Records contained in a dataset
====

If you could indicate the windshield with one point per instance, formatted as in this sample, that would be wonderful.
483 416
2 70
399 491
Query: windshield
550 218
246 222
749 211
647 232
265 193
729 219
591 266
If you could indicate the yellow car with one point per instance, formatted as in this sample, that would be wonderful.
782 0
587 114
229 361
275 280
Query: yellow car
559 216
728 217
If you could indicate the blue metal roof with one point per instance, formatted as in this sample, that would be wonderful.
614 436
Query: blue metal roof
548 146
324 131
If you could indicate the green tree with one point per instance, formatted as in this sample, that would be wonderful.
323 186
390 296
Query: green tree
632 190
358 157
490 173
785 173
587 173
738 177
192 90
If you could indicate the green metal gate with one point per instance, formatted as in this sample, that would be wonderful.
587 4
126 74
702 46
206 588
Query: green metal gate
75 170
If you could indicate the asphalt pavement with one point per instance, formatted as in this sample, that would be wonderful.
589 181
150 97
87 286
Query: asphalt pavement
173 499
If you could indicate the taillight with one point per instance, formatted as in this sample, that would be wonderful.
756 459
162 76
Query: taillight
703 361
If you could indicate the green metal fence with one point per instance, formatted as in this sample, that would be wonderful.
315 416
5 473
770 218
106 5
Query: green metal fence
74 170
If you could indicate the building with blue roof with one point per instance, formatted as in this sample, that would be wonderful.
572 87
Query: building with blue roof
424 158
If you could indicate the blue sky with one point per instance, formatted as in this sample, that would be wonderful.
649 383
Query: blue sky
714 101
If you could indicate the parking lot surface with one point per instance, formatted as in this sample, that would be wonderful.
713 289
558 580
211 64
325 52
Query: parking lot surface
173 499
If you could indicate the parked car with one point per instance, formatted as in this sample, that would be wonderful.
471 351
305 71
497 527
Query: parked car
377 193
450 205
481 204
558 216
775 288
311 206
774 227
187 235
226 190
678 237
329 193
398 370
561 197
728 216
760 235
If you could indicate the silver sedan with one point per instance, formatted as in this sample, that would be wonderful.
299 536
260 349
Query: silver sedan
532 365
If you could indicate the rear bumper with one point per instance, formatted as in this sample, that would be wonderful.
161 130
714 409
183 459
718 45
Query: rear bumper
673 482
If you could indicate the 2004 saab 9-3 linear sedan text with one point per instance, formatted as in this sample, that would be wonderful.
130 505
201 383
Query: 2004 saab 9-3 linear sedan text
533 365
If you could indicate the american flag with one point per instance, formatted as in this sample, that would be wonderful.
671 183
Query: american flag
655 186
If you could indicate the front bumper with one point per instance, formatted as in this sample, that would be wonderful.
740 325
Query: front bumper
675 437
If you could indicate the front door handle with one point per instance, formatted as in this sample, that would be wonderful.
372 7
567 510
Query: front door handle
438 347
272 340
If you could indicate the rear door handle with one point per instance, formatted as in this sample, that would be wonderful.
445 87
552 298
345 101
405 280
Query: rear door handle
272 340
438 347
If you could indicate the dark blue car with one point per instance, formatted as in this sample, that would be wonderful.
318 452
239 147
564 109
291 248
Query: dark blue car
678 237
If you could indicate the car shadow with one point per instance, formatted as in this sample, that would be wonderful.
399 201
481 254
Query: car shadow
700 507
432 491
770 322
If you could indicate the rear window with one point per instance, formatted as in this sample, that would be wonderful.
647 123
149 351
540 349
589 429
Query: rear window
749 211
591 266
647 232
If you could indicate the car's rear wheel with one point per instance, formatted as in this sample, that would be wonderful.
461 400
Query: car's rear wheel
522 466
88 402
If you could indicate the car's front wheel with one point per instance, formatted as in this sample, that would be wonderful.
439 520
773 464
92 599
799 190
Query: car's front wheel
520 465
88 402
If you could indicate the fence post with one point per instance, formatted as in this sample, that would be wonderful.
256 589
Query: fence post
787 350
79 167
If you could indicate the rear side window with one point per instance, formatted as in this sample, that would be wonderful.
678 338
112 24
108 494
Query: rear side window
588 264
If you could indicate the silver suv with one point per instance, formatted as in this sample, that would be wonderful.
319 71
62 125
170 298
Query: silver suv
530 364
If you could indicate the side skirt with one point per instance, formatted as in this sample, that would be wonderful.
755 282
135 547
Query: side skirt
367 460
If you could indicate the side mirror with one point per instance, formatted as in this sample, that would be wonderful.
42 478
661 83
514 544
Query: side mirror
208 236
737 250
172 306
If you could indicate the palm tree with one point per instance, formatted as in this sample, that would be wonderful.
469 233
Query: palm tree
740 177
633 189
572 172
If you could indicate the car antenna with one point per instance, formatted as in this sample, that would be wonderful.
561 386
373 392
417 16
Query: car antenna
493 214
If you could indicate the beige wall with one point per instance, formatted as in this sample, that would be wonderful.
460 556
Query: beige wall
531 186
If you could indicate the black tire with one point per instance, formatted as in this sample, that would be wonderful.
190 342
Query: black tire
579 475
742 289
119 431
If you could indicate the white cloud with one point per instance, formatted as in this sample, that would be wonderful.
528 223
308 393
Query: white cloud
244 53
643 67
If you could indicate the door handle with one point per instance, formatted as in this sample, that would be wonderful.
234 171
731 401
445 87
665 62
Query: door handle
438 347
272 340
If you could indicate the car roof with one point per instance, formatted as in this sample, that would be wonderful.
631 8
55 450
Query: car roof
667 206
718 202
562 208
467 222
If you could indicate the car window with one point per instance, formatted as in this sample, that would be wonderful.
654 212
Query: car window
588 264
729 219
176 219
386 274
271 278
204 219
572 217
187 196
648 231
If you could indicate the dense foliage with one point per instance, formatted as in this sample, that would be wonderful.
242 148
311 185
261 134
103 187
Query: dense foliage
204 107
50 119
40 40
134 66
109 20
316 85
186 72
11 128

====

**Task to complete**
Give again each line shown above, keeping every word as it is.

**Solution to the exercise**
If you could indicate the windshield with one point per instance, formatted as in this sample, that would be wonderful.
483 416
2 70
399 491
Query: windshield
550 218
246 222
749 211
647 232
265 193
729 219
591 266
If you could indicate the yellow car with one point per instance, formatted as in this sample, that would be wonderful.
782 0
587 114
229 361
275 280
Query: yellow car
559 216
728 217
If you could indicate the blue metal roof with one point per instance, formatted as in this sample, that would be wonderful.
614 436
Query: blue metal roof
548 146
324 131
If you could indicate the green tree with one point per instance, formatted as in this sample, that would be wonderful.
323 186
390 296
Query: green tree
632 190
358 157
490 173
785 173
587 173
738 177
192 90
If you could indicate the green metal gate with one point per instance, formatted as in this sample, that would be wonderful.
587 4
126 74
702 46
206 588
Query: green metal gate
75 170
If you could indicate the asphalt pavement with one point per instance, formatted as in this sample, that would be wonderful.
589 181
150 97
87 286
Query: asphalt pavement
173 499
If you could indicate the taillight with one point per instance, formatted as in this sample, that would be wonderful.
756 459
162 76
Query: taillight
703 361
If you could indicate the green metal fence with one point per instance, formatted as in this sample, that would be wonderful.
315 416
5 473
770 218
106 5
Query: green metal fence
74 170
If you could indicate the building with blue roof with one point per instance, formatted as in this sample, that would be wonderful.
572 87
Query: building with blue roof
424 158
If you could indicate the blue sky with one point per instance, formatted as in this sample, that would be wonderful.
649 383
Query: blue sky
714 101
If you could indicate the parking lot surface with one point per instance, formatted as in this sample, that would be wonderful.
713 289
558 580
211 64
325 52
Query: parking lot surface
173 499
If you could indicate the parked car with one point per instance, formatted as in this sample, that would be wonderful.
471 351
305 71
497 527
Query: parked car
377 193
450 205
481 204
558 216
775 288
311 206
774 227
187 235
226 190
678 237
329 193
398 370
561 197
728 216
760 235
If you could indicate the silver sedan with one point per instance, formatted as in this sample, that would be wonderful.
299 536
260 349
Query: silver sedan
532 365
If you could indicate the rear bumper with one point per instance, formatted as in this sample, that would be wonderful.
161 130
714 409
183 459
718 45
Query: rear bumper
673 482
If you could indicate the 2004 saab 9-3 linear sedan text with one point per instance, formatted as in this sample, that would be wonderful.
130 505
201 383
Query: 2004 saab 9-3 linear sedan text
533 365
If you could indicate the american flag with one point per instance, formatted as in this sample, that would be wonderful.
671 183
Query: american flag
655 186
If you could indicate the front bumper with one point per instance, formatted as in this sample, that would be wonderful.
740 325
Query: front bumper
675 437
If you could indicate the front door handle with one point per instance, formatted as in this sample, that would be wonderful.
372 7
567 510
Query: front door handle
438 347
272 340
If you could indicate the rear door handle with one point per instance, formatted as in this sample, that would be wonderful.
445 87
552 298
345 101
405 280
Query: rear door handle
272 340
438 347
If you could indicate the dark blue car with one point per instance, formatted as in this sample, that would be wonderful.
318 452
239 147
564 109
291 248
Query: dark blue car
678 237
If you could indicate the car shadow with one point per instance, formatted as in this sample, that would be wonderful.
399 201
481 254
Query: car shadow
700 507
432 491
770 322
If you could indicate the rear window with one point per instance, formatted as in this sample, that would be wonderful.
647 123
149 351
540 349
589 429
Query: rear window
749 211
591 266
647 232
If you could indicate the car's rear wheel with one point per instance, formatted as in this sample, that would be wonderful.
461 400
Query: car's rear wheel
522 466
88 402
If you could indicate the car's front wheel with one point per instance, formatted as in this sample, that would be wonderful.
439 520
773 464
92 599
799 190
Query: car's front wheel
520 465
88 402
If you could indicate the fence post with one point per instance, formatted as in this sample, that would be wonderful.
256 589
Query: fence post
787 350
79 167
If you could indicate the rear side window with one point per instance, formatted as in this sample, that would be wonderful.
678 338
112 24
108 494
Query: rear side window
588 264
If you could indicate the silver suv with one point per instance, formatted as in this sample, that would be wonderful.
319 71
62 125
170 298
Query: silver suv
530 364
If you could indicate the side skirt with one point per instance, formatted as in this sample, that would be wonderful.
755 282
135 547
Query: side skirt
367 460
If you could indicate the side mirror with one point per instance, formatted as in this sample, that would be wonderful.
42 478
661 83
514 544
Query: side mirror
208 236
737 250
172 306
If you could indicate the palm tree with one point per instance, formatted as in this sample, that would be wonderful.
469 233
Query: palm tree
740 177
633 189
572 172
If you could indicate the car antenna with one point per instance, formatted as in this sample, that would be wonderful.
561 386
373 392
417 16
Query: car antenna
493 214
If you could indicate the beige wall with one point per instance, formatted as in this sample, that would be wonderful.
460 556
Query: beige wall
531 186
If you could indicate the black tire with one point per instance, formatted as in this sample, that would be wonderful.
190 342
Query: black tire
579 475
742 289
119 431
If you could indicate the white cloud with one point per instance, formatted as in this sample, that would be wonderful.
528 223
308 393
Query: white cloud
244 53
643 67
If you could indicate the door handle with one point per instance, formatted as in this sample, that would be wonderful.
234 171
731 401
445 87
665 62
Query: door handle
438 347
272 340
If you could indicate the car roof with one point per instance, formatted as in this sample, that would be wonderful.
631 8
55 450
Query: car roof
667 206
718 202
562 208
467 222
If you could indicate the car window with one point per instance, formatted as in this sample, that would be wonderful.
654 212
Query: car window
588 264
729 219
176 219
386 274
271 278
204 219
572 217
187 196
648 231
If you could indicate the dense foliage with one point per instance, formatted as in this sample, that would be wonderful.
242 148
311 185
261 134
103 187
Query: dense foliage
204 107
50 119
40 40
134 66
109 20
316 85
186 72
11 128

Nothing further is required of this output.